§ **Stated goal A**: Reproduce, word for word, the forum thread below about the value of a 1968 Stingray Lemon Peeler.

§ **Passage shown**:
# 1968 Stingray Lemon Peeler value???



## slamdunc09 (Feb 23, 2019)

Hi-

I'm not a bike collector, but have always admired these since my best friend in school had one.  Found this one and I'm wondering what the range of value is? The tag says 99% original.  What should I be looking at?

Mike


----------



## ZE52414 (Feb 23, 2019)

Wrong seat of course but they get to be pretty expensive. Anywhere from probably 1000$-2000$


----------



## stoney (Feb 23, 2019)

Nice bike. It still has the original pogo seat post. Someone added the front fender. '68 had no front fender. Rear tire looks to have been replaced. Should have yellow line I believe. If the price is in the middle above estimate I feel that is good. Some you see for much more but they don't seem to sell. My opinion and I sure don't know everything.


----------



## spoker (Feb 23, 2019)

friend of mine has a truly all og lemon with a disc,$3500


----------



## unregistered (Feb 23, 2019)

(Boundary labeling entries)
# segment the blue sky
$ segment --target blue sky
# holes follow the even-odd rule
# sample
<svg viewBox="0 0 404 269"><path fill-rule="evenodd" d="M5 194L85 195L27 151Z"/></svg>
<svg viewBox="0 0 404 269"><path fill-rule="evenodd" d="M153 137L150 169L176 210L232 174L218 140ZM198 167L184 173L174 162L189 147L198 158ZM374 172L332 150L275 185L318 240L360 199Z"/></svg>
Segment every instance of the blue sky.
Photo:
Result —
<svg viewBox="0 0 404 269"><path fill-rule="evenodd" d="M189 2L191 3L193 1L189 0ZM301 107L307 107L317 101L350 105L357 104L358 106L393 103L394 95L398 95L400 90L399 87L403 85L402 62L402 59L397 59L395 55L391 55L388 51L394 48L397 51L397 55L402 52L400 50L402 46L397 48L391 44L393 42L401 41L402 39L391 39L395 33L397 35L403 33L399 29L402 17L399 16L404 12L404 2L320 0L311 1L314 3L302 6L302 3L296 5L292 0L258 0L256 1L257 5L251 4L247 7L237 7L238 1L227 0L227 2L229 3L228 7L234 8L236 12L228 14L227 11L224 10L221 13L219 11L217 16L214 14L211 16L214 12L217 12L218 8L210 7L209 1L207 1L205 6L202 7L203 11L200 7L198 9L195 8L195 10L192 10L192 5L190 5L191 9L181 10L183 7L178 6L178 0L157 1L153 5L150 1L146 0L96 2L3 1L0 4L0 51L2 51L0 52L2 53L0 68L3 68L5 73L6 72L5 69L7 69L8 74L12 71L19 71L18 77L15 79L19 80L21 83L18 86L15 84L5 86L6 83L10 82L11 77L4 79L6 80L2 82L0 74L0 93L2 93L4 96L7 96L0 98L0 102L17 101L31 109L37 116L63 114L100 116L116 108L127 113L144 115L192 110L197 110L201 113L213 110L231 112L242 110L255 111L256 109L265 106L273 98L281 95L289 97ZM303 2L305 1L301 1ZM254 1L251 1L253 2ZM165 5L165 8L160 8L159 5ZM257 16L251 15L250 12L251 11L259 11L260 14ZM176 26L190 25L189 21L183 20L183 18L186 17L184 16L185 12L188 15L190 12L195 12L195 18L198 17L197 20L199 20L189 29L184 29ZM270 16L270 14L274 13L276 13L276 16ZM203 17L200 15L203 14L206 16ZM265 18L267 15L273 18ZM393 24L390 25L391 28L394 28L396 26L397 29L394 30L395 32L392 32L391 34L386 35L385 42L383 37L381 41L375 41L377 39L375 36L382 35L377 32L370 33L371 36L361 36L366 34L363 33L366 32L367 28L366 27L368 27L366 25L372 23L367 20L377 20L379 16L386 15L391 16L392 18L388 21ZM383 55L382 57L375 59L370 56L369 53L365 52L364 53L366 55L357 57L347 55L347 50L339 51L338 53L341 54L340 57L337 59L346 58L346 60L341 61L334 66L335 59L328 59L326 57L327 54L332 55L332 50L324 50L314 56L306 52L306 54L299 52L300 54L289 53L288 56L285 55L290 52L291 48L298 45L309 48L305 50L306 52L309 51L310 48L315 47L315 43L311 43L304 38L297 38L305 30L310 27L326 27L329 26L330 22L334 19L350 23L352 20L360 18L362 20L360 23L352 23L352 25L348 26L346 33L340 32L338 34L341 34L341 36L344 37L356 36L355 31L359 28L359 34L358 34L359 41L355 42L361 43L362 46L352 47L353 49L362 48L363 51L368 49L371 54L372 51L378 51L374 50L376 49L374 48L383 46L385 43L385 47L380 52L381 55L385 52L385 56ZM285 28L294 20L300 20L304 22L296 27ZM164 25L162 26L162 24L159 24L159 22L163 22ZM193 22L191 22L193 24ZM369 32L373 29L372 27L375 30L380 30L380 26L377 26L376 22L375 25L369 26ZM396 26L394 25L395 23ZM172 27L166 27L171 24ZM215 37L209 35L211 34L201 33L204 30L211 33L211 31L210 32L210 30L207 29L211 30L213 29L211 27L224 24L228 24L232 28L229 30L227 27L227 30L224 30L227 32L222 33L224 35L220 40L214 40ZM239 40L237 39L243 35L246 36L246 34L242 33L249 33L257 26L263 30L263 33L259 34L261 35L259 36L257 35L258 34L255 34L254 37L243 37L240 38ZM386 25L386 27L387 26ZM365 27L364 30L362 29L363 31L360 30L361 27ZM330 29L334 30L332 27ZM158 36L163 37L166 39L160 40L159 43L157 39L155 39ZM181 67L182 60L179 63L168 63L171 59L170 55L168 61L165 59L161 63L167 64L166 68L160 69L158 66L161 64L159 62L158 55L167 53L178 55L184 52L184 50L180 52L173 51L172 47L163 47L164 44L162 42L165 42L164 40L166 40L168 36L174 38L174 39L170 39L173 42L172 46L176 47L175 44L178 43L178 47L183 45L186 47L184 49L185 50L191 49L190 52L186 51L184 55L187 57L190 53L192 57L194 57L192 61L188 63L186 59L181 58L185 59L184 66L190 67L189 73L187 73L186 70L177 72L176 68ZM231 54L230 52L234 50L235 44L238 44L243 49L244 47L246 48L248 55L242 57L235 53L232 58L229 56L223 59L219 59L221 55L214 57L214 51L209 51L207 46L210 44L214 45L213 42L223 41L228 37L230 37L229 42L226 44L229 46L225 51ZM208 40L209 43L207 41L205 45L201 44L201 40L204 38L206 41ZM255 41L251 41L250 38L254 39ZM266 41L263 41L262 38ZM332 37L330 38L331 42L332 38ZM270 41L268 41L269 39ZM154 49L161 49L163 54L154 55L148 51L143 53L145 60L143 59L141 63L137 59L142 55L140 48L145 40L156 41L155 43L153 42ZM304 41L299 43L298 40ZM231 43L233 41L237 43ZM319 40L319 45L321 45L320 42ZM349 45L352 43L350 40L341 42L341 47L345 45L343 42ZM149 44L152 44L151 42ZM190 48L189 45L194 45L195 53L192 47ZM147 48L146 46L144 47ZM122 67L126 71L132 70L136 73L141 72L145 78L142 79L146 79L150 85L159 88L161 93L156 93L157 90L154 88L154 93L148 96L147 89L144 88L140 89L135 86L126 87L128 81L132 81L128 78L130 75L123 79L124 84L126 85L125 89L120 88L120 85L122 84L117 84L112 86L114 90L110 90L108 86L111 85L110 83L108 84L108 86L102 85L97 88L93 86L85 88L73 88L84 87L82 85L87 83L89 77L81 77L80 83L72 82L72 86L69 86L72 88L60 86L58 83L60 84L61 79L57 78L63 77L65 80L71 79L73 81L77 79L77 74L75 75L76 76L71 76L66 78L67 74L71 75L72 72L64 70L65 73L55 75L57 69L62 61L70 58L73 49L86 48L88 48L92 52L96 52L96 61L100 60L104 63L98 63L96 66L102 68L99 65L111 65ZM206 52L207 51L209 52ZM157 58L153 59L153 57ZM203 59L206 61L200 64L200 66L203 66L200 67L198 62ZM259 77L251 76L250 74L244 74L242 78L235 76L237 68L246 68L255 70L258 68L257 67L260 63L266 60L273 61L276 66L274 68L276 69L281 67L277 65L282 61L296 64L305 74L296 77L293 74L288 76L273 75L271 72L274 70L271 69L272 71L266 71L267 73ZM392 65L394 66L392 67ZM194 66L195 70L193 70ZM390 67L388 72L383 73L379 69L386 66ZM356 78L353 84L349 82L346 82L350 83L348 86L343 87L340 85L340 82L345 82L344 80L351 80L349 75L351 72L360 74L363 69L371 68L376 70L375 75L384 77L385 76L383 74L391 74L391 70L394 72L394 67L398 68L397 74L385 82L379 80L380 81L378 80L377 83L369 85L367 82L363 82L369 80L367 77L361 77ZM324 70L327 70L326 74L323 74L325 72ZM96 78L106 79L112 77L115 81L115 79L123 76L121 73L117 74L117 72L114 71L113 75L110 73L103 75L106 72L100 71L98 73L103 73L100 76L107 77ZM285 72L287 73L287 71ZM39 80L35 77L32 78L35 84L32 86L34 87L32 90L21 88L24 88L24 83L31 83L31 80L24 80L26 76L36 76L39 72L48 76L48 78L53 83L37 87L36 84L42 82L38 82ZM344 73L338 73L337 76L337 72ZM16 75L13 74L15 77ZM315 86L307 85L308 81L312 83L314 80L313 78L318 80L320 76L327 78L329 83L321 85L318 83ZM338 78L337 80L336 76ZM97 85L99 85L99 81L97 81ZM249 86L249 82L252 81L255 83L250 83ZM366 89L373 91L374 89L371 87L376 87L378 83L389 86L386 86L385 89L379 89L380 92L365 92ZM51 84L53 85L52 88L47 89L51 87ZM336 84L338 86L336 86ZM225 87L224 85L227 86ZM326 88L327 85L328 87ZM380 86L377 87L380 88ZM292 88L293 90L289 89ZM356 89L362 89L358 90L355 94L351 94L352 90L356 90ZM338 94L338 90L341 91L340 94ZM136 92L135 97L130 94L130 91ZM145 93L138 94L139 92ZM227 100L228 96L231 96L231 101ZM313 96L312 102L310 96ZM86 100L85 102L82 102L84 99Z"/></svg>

§ **Stated goal B**: From the entries above, extract each line that contains the string "blue".

§ **Written answer A**:
# 1968 Stingray Lemon Peeler value???



## slamdunc09 (Feb 23, 2019)

Hi-

I'm not a bike collector, but have always admired these since my best friend in school had one.  Found this one and I'm wondering what the range of value is? The tag says 99% original.  What should I be looking at?

Mike


----------



## ZE52414 (Feb 23, 2019)

Wrong seat of course but they get to be pretty expensive. Anywhere from probably 1000$-2000$


----------



## stoney (Feb 23, 2019)

Nice bike. It still has the original pogo seat post. Someone added the front fender. '68 had no front fender. Rear tire looks to have been replaced. Should have yellow line I believe. If the price is in the middle above estimate I feel that is good. Some you see for much more but they don't seem to sell. My opinion and I sure don't know everything.


----------



## spoker (Feb 23, 2019)

friend of mine has a truly all og lemon with a disc,$3500


----------



## unregistered (Feb 23, 2019)

§ **Written answer B**:
# segment the blue sky
$ segment --target blue sky
Segment every instance of the blue sky.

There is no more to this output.